## [Stored data]

● ● ● ●

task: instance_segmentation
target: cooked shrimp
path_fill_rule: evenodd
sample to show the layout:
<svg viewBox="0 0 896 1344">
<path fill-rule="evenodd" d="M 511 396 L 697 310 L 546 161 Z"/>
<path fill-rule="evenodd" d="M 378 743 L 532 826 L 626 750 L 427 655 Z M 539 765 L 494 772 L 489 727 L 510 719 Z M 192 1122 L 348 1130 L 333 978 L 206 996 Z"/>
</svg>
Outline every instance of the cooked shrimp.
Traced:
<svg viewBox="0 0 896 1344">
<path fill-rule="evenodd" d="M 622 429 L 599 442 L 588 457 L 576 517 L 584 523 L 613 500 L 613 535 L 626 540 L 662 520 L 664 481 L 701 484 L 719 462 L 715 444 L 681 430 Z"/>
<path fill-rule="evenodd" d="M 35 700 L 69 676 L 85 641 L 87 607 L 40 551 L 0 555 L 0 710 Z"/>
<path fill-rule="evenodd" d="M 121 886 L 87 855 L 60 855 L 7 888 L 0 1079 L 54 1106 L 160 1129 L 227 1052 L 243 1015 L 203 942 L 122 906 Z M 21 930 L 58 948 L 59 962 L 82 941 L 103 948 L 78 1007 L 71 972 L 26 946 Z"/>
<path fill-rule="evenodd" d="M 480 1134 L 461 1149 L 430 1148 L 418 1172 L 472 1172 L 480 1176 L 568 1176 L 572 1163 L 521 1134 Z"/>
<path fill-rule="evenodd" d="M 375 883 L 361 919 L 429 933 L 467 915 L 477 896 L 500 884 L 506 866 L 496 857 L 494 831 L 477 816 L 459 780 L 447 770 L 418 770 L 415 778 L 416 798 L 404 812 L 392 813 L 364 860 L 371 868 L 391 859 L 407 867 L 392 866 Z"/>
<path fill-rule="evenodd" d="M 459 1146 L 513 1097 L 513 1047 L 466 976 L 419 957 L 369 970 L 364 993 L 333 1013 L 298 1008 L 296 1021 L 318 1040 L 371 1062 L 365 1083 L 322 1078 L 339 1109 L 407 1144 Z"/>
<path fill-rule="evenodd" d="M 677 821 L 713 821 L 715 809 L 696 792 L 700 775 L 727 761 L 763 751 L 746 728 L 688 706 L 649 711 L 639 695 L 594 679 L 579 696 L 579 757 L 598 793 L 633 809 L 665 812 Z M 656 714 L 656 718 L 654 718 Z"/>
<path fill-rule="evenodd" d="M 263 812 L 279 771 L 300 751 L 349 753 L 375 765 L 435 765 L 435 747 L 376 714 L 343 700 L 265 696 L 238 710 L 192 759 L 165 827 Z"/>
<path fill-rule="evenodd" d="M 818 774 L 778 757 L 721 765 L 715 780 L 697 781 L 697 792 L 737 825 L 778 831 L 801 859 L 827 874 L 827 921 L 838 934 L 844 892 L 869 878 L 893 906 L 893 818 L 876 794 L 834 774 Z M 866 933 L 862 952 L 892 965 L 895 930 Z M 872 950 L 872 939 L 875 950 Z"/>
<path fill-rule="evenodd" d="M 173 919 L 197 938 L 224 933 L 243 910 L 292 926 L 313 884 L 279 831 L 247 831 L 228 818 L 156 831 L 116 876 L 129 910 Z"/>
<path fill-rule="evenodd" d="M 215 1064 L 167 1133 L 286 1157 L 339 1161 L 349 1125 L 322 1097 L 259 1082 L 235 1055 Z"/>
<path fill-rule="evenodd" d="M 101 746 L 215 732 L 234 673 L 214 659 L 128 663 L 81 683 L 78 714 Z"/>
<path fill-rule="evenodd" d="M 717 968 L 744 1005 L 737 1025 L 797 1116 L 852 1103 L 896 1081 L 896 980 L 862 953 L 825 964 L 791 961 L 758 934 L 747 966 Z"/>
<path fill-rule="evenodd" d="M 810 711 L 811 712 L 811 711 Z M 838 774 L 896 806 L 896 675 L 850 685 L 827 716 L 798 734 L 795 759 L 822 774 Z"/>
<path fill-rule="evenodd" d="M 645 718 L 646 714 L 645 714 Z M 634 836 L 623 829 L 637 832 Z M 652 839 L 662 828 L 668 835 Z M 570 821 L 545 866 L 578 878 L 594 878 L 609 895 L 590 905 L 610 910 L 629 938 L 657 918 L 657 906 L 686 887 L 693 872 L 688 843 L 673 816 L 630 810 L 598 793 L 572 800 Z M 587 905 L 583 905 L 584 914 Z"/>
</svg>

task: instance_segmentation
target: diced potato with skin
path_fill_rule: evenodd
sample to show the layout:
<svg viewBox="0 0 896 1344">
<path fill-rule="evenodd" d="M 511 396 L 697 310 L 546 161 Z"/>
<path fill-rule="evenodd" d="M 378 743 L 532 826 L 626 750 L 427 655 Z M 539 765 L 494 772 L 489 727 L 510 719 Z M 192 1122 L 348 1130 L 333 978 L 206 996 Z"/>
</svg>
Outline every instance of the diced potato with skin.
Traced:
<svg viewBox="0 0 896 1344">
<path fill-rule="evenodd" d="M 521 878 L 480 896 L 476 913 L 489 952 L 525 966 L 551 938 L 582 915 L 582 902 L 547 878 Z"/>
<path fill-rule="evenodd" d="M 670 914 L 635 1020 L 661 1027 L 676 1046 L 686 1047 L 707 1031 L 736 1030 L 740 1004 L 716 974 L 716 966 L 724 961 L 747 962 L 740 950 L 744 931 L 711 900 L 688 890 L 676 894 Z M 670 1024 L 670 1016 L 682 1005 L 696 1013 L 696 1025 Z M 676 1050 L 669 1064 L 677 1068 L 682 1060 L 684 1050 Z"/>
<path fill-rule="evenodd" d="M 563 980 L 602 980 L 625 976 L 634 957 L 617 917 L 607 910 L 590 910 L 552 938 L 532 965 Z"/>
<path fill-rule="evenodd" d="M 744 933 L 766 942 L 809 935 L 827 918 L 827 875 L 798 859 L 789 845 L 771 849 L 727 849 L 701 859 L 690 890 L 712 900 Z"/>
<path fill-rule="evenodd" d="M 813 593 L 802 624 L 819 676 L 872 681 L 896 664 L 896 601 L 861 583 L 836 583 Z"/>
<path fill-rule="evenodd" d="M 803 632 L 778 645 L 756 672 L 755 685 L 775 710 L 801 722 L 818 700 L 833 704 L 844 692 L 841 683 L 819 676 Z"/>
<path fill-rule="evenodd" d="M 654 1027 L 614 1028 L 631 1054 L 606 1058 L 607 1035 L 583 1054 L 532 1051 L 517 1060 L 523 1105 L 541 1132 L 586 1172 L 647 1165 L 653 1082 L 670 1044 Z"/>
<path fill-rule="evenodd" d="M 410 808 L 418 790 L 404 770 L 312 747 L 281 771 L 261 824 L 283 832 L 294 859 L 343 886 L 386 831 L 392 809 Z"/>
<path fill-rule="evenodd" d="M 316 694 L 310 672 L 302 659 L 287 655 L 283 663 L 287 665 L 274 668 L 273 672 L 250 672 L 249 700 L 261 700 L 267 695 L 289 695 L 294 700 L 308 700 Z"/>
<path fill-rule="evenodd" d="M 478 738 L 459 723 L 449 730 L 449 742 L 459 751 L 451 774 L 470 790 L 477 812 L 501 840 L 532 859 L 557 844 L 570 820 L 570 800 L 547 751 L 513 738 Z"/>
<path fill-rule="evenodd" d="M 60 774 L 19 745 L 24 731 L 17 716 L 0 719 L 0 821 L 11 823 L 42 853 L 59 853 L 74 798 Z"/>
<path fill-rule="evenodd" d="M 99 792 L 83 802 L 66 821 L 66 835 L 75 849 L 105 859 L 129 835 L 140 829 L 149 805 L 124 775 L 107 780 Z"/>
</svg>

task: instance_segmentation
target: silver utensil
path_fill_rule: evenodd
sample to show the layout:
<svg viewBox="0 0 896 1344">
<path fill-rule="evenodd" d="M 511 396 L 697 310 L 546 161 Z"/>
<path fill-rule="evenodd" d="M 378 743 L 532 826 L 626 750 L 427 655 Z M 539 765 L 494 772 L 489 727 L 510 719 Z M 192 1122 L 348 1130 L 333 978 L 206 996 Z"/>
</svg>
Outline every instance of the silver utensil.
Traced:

● ● ● ●

## [Given task]
Put the records, from their first line through the line containing "459 1146 L 513", into a numbered list with both ends included. Leave out any blank lines.

## [Answer below]
1. task: instance_segmentation
2. target: cooked shrimp
3. path_fill_rule: evenodd
4. sample to show the layout:
5. <svg viewBox="0 0 896 1344">
6. <path fill-rule="evenodd" d="M 511 396 L 697 310 L 546 161 Z"/>
7. <path fill-rule="evenodd" d="M 378 743 L 532 826 L 626 750 L 427 655 Z M 539 765 L 494 772 L 489 727 L 510 719 Z M 192 1122 L 348 1130 L 333 978 L 206 996 Z"/>
8. </svg>
9. Outline every instance of the cooked shrimp.
10. Traced:
11. <svg viewBox="0 0 896 1344">
12. <path fill-rule="evenodd" d="M 622 429 L 599 442 L 588 457 L 576 517 L 584 523 L 613 500 L 613 535 L 626 540 L 662 520 L 664 481 L 701 484 L 719 462 L 715 444 L 681 430 Z"/>
13. <path fill-rule="evenodd" d="M 35 700 L 69 676 L 85 641 L 87 607 L 40 551 L 0 555 L 0 710 Z"/>
14. <path fill-rule="evenodd" d="M 121 886 L 87 855 L 60 855 L 7 888 L 0 1079 L 54 1106 L 160 1129 L 227 1052 L 243 1015 L 203 942 L 122 906 Z M 21 930 L 58 948 L 59 962 L 82 941 L 103 948 L 78 1007 L 71 972 L 26 946 Z"/>
15. <path fill-rule="evenodd" d="M 480 1134 L 461 1149 L 430 1148 L 418 1172 L 472 1172 L 480 1176 L 568 1176 L 572 1163 L 521 1134 Z"/>
16. <path fill-rule="evenodd" d="M 375 883 L 361 919 L 429 933 L 467 915 L 477 896 L 500 884 L 506 866 L 496 857 L 494 831 L 477 816 L 459 780 L 447 770 L 418 770 L 415 778 L 416 798 L 404 812 L 392 813 L 364 860 L 371 868 L 391 859 L 407 867 L 392 866 Z"/>
17. <path fill-rule="evenodd" d="M 459 1146 L 513 1097 L 513 1047 L 466 976 L 419 957 L 369 970 L 364 993 L 333 1013 L 298 1008 L 296 1021 L 318 1040 L 371 1062 L 365 1083 L 322 1078 L 339 1109 L 407 1144 Z"/>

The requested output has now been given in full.